Task instructions:
A. Using the Kenny v. State opinion below, explain in one to three sentences why the appellant was indicted.
B. Say whether each statement agrees with the Kenny v. State opinion below. Answer yes or no, and quote the deciding words of the opinion. (i) Section 10 bars a licensee from selling spirituous liquors on Sunday. (ii) The indictment was brought in the circuit court for Baltimore City. (iii) A licensee's first conviction under the fourteenth section carries a fine of at least $200.

Reading text:
━━━━

Kenny v. State

Decision Date24 June 1913
PartiesKENNY v. STATE.
CourtMaryland Court of Appeals

Appeal from Circuit Court, Baltimore County.

Thomas J. Kenny was convicted of selling fermented liquors on Sunday, and he appeals. Reversed and remanded.

Argued before BOYD, C.J., and BRISCOE, BURKE, THOMAS, PATTISON STOCKBRIDGE, and CONSTABLE, JJ.

William H. Lawrence, of Towson, for appellant. Edgar Allan Poe, Atty Gen., for the State.

BRISCOE J.

The appellant was indicted on the 9th day of October, 1912, in the circuit court for Baltimore county as a licensee, for selling fermented liquor, to wit, beer, on Sunday, in violation of chapter 179 of the acts of 1908, regulating the sale and the granting of licenses for the sale of spirituous and fermented liquors in Baltimore county.

By section 10 of the act it is provided that no person having a license under the provisions of this act, shall sell or give away any spirituous liquors on the Sabbath Day, commonly called Sunday, nor shall he sell or give away any spirituous or fermented liquors at his place of business between the hours of 12 o'clock midnight and 5 o'clock a. m. at any time.

By the fourteenth section it is provided that if any person having a license under the provisions of this act shall violate any of its provisions, upon conviction thereof, except in the cases enumerated in the next preceding and succeeding sections, he shall pay a fine of not less than $100, nor more than $300, and on conviction a second time he shall pay a fine of $200, and his license shall be suppressed.

━━━━

Stored data:
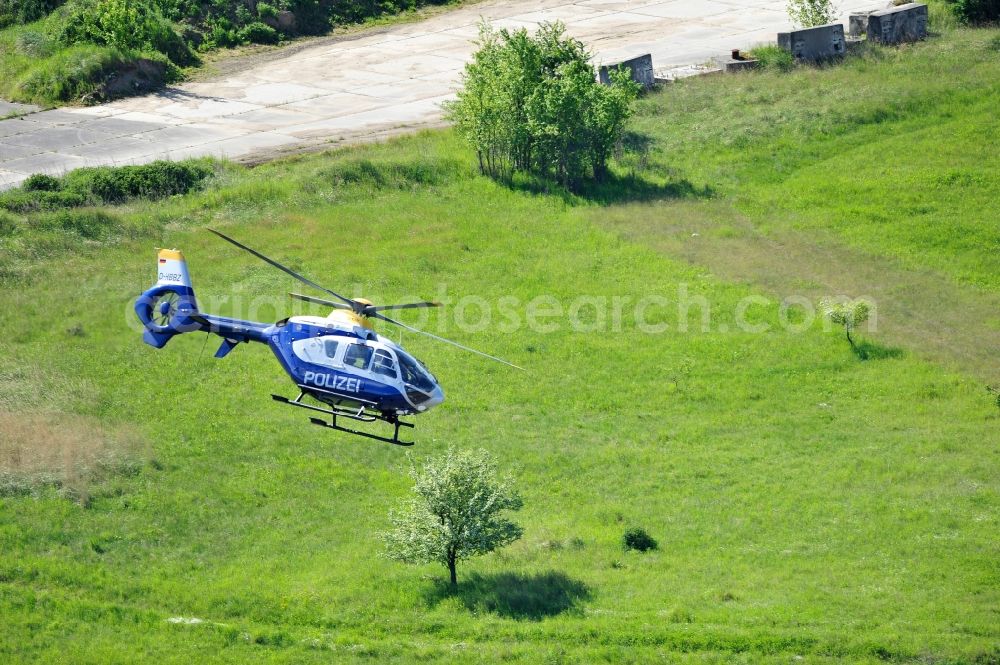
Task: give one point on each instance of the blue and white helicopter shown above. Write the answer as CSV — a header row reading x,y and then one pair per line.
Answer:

━━━━

Exercise solutions:
A. He was indicted as a licensee for selling fermented liquor, namely beer, on Sunday. This violated chapter 179 of the acts of 1908, which regulates the sale of spirituous and fermented liquors in Baltimore County and the granting of licenses for it.

B.
(i) Yes: "no person having a license under the provisions of this act, shall sell or give away any spirituous liquors on the Sabbath Day, commonly called Sunday"
(ii) No: "in the circuit court for Baltimore county"
(iii) No: "he shall pay a fine of not less than $100, nor more than $300"